### [読解文]
....................

いつも通り、9時ちょっと前に先生が来た。
「前の部屋に行ったら、いないからびっくりしたよ。 どこに行っちゃったのかと思って・・・」
昨日の午後、部屋を移動したのだった。
もうすぐ退院だから、手術したばかりの人と部屋を交換した。
「窓側はいいね。 外の景色が見えから気分もいいでしょ。」
ちょっと寒いんだけど〜。
「昨日、管を抜いたんでしょ。 見せて。」
「疵口はきれいだね。 何も問題はないみたいだよ。 あとで消毒してもらって。」
ハ〜イ。
「手術跡、見た?」 『まさか、見てませんよ。』
「なんで、見ないの?」 『だって、怖いじゃないですか〜。』
「きれいに手術できたんだから、見てよぉー。」
「お風呂は?」 『今日、シャワー入ります。』
「退院は予定通り、明日ね。」 ちょっと寂しいなー。(^^;;
昨日友達が持って来てくれたお菓子を見て
「美味しそうだね。」 『どうぞ、食べて下さい。』
「いいよ、開いてないから。」 遠慮してるよ。(笑)
『開いてるからどうぞ!』
「じゃ、1つ。」 『そんなこと言わないでたくさんどうぞ。』
「リハビリはどう?」 「なんか、肩が硬いよー。」 とまた肩を揉まれた。
先生が帰ると、Tさんがやって来た。
Tさんと部屋が分かれちゃって、つまんない。
「先生、疲れた顔してなかった?」 そっかな〜?
「昨日管を抜いたところを見てくれたんだけど
”血液は漏れてないはず”って言ったのに、漏れてたのよ!

....................

保存済みデータの項目
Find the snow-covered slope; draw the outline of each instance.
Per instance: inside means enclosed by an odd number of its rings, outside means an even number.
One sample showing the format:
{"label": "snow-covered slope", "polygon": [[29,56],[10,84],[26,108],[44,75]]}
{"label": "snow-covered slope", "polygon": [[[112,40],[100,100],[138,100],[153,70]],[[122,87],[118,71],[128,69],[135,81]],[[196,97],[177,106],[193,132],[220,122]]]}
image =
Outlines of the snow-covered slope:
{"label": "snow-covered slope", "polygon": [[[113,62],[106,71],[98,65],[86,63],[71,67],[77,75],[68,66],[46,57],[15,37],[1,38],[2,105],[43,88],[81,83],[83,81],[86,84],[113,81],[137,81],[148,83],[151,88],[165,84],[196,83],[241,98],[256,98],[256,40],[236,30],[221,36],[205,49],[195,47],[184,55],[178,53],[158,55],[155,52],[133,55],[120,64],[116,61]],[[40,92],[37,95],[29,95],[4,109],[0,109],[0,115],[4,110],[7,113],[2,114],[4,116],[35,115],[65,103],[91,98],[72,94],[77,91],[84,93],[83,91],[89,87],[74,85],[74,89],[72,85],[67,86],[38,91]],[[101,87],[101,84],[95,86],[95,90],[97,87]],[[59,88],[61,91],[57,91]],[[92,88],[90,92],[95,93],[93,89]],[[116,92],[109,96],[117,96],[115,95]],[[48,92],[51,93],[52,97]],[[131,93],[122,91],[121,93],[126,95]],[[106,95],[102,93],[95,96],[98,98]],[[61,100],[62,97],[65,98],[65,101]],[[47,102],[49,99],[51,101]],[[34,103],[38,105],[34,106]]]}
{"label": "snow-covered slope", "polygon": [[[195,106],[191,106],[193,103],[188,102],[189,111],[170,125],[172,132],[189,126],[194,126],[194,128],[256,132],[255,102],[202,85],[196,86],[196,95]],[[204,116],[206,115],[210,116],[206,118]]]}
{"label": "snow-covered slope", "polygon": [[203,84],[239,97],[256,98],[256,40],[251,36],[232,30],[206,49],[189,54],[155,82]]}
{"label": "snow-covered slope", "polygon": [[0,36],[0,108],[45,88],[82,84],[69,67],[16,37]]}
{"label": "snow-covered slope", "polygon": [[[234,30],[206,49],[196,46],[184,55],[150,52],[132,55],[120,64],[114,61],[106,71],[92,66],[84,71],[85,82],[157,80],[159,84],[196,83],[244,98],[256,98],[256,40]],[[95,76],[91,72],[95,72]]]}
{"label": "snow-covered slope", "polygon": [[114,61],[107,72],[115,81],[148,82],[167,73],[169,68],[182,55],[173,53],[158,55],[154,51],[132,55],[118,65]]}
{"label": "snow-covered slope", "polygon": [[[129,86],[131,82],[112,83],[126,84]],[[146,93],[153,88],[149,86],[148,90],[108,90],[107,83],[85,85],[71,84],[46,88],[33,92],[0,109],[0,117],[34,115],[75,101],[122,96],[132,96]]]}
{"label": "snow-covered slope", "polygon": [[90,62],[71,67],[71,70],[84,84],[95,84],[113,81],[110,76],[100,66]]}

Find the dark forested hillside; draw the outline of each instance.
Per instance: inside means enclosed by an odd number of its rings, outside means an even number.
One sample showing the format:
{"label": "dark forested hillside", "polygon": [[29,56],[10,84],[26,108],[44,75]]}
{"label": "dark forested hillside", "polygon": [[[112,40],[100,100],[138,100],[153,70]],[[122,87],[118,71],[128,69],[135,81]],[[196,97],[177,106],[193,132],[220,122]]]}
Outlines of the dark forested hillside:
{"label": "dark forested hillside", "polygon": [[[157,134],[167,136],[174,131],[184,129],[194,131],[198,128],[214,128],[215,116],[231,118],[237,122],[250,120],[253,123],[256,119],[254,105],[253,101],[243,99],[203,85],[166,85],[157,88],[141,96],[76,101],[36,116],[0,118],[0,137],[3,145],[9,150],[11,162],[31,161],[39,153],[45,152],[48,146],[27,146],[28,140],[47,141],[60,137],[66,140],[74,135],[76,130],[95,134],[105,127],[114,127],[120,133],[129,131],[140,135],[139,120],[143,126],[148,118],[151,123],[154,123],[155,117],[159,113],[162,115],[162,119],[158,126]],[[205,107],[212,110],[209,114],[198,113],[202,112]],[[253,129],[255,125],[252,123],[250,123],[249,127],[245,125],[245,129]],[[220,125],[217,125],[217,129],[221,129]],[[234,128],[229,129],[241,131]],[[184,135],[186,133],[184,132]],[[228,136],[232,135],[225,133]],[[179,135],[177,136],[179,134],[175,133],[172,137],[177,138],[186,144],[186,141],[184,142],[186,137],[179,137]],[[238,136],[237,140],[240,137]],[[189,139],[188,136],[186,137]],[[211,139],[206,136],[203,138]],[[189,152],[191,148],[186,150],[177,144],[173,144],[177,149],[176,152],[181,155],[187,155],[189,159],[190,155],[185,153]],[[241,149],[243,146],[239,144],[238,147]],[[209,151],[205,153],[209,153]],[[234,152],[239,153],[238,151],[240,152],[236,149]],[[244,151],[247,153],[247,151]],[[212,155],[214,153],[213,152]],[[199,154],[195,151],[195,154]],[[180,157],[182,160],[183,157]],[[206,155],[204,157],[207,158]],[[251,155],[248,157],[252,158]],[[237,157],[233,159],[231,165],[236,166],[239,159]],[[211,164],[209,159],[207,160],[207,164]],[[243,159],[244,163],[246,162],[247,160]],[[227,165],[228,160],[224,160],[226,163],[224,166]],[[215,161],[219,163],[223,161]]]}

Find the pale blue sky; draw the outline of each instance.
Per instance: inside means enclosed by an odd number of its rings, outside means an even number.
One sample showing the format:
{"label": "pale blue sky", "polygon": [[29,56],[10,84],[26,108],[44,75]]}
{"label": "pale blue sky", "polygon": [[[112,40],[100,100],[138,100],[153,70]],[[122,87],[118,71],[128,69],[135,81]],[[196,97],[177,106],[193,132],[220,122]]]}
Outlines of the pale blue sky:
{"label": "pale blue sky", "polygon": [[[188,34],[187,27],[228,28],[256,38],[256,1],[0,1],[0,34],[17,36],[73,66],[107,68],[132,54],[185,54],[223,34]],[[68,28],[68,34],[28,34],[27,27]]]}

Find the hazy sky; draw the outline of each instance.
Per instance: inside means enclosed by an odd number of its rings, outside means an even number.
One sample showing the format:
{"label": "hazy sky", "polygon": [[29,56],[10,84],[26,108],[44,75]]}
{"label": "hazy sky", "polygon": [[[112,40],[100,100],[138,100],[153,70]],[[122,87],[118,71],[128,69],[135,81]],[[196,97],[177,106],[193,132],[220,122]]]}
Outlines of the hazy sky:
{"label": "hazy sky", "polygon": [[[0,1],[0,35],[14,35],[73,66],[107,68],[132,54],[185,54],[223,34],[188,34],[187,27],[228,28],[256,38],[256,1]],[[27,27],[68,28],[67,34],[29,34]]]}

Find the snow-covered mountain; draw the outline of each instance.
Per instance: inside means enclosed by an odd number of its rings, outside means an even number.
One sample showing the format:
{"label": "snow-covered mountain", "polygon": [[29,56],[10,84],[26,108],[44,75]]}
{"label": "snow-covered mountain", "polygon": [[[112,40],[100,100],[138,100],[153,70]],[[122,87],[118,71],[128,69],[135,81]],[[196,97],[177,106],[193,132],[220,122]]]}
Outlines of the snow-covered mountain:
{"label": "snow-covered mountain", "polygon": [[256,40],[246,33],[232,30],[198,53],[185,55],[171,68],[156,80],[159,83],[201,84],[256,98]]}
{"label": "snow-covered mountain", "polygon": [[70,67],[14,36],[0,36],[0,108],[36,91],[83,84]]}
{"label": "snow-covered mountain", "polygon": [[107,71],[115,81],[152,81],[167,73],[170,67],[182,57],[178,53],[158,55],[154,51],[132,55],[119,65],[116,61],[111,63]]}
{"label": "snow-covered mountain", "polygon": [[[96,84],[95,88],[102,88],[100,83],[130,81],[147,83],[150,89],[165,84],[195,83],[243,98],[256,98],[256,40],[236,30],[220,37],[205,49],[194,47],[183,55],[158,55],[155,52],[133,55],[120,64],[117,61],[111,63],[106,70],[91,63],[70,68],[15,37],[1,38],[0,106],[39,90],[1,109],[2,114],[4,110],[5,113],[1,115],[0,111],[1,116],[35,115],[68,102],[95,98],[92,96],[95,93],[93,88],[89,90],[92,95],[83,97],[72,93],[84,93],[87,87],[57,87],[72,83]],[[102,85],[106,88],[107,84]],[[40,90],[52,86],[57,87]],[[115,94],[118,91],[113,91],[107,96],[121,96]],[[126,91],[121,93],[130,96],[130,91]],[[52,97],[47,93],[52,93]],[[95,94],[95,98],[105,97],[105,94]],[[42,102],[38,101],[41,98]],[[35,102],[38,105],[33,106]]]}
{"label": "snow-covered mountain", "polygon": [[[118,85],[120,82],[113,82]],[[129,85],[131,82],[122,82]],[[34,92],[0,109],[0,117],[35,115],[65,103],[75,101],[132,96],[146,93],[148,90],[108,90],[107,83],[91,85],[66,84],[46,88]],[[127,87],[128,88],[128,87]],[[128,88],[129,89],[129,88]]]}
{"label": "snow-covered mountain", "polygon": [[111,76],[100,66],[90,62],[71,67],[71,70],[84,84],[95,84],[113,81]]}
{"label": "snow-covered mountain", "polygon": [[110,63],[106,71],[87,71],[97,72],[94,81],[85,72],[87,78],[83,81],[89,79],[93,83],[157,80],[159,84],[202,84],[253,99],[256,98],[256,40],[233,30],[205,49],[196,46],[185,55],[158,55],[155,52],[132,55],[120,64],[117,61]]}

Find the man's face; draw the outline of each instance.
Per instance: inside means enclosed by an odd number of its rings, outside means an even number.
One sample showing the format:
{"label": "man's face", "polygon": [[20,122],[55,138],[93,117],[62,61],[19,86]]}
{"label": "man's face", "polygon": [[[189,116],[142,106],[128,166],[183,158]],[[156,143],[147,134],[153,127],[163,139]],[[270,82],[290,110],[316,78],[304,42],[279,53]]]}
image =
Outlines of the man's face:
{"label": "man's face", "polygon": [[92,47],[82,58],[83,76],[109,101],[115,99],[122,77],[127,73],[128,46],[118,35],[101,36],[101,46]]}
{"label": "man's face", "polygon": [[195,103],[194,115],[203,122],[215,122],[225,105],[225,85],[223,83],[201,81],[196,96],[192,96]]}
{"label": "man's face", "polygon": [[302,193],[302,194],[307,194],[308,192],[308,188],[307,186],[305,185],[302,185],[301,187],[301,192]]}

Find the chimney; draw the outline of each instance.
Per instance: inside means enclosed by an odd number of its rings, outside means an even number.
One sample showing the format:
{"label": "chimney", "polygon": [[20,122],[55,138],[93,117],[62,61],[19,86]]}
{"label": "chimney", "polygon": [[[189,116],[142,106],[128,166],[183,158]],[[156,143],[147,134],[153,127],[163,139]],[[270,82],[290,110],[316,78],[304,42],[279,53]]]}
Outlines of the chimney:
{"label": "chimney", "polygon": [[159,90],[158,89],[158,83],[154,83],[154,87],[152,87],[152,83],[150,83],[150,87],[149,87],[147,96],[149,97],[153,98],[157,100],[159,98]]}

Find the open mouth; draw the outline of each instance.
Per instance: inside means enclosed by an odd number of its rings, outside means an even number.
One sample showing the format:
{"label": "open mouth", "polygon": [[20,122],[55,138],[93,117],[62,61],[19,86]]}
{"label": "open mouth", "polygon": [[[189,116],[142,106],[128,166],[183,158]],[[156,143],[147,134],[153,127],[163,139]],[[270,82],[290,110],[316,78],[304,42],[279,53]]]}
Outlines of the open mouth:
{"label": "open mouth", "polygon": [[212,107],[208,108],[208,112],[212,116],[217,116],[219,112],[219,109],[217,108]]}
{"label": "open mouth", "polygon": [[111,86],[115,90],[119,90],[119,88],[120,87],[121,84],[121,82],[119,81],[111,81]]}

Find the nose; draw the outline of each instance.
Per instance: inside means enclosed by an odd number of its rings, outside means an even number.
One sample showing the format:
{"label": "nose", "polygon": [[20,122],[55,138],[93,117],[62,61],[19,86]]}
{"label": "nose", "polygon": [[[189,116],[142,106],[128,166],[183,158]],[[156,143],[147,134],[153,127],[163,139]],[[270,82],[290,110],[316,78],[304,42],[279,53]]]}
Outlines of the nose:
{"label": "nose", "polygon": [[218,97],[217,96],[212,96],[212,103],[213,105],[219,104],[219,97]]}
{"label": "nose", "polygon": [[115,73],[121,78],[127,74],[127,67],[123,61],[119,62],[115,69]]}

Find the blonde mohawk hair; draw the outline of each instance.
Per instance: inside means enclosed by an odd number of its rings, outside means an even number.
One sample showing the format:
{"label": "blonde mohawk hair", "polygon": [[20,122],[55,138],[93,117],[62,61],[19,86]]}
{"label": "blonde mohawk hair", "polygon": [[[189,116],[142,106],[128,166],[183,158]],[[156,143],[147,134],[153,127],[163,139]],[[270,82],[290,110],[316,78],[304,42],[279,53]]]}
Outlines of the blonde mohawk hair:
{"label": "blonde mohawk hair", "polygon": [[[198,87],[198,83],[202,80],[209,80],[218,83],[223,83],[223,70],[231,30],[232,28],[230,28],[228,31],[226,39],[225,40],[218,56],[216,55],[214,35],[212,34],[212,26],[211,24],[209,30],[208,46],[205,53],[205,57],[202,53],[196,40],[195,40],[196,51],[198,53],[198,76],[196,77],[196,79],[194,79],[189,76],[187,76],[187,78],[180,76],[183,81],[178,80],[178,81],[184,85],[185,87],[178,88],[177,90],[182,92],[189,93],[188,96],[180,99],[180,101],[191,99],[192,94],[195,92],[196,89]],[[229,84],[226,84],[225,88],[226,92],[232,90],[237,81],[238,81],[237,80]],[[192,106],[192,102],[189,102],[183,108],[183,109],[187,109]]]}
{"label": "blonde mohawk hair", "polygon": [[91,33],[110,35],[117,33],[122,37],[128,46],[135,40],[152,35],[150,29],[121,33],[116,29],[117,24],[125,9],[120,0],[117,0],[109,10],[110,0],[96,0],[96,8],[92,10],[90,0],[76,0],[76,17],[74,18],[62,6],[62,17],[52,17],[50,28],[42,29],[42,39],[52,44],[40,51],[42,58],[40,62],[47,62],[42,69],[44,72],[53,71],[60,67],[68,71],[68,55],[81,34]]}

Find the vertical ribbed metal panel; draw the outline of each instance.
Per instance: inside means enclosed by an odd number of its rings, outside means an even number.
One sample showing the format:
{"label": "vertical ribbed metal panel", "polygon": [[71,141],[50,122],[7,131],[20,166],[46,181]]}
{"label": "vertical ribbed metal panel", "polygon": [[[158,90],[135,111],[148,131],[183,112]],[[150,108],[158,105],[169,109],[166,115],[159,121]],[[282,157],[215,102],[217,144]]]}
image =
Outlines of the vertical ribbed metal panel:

....................

### [練習問題]
1. 入院生活の文章のうち、「いつも通り、9時ちょっと前に先生が来た。」から「ちょっと寒いんだけど〜。」までを両端も含めて書き直してください。その際、「部屋」はすべて「病室」に置き換えてください。
2. 入院生活の文章によると、先生はいつも何時ごろに来ますか。
3. 入院生活の文章を、最後の文の後から書き継いでください。

### [練習問題の解答]
1.
いつも通り、9時ちょっと前に先生が来た。
「前の病室に行ったら、いないからびっくりしたよ。 どこに行っちゃったのかと思って・・・」
昨日の午後、病室を移動したのだった。
もうすぐ退院だから、手術したばかりの人と病室を交換した。
「窓側はいいね。 外の景色が見えから気分もいいでしょ。」
ちょっと寒いんだけど〜。

2. 9時ちょっと前です。

3.
そしたら、”あ、漏れてる” って焦ってたよ。」
「いつも自信満々なのに・・・笑っちゃった〜。」 だって。
今日は、胸が硬い気がする。 昨日までとは、全然違う感じだ。
看護婦さんに相談すると、「C先生に夕方、診てもらいましょう。」
何でもないといいんだけど。
体が回復してきたら、やることなくてヒマだな。
たまにリハビリやったりするけど、ベッドでゴロゴロ。
本を読もうと思っても、あんまり集中もできなくて・・・
病院にいると一日が長い。 今度は私がTさんの部屋に遊びに行った。
色んな話をしてるうちにレオの話になった。
私はレオとの出会いから別れまでを涙しつつ語った。
Tさんも子供の頃、犬を飼っていたと言う。
今は2代目の捨て猫ちゃんが家にいるそうだ。
そんなTさんだから、熱心に私の話しを聞いてくれた。
レオに対する思いを全てはきだしたら、なんだか気持ちが落ち着いた。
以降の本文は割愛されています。